[BEGIN SUPPLIED RECORDS]
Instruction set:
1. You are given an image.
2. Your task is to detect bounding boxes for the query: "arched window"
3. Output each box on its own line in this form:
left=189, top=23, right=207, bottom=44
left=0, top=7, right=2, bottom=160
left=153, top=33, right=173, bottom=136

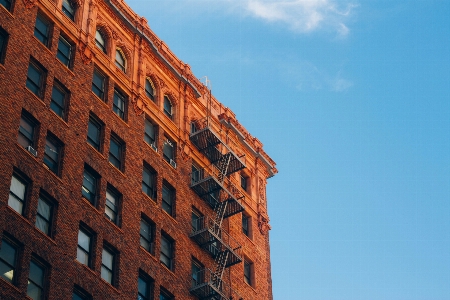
[END SUPPLIED RECORDS]
TO BE DONE:
Print every line of the listing above word for word, omitting the picture.

EXERCISE RESPONSE:
Instruction set:
1. You are given an image.
2. Your task is to detect bounding boxes for the query: "arched window"
3. Output each box on its own line in this form:
left=189, top=23, right=207, bottom=44
left=0, top=7, right=2, bottom=160
left=153, top=33, right=173, bottom=136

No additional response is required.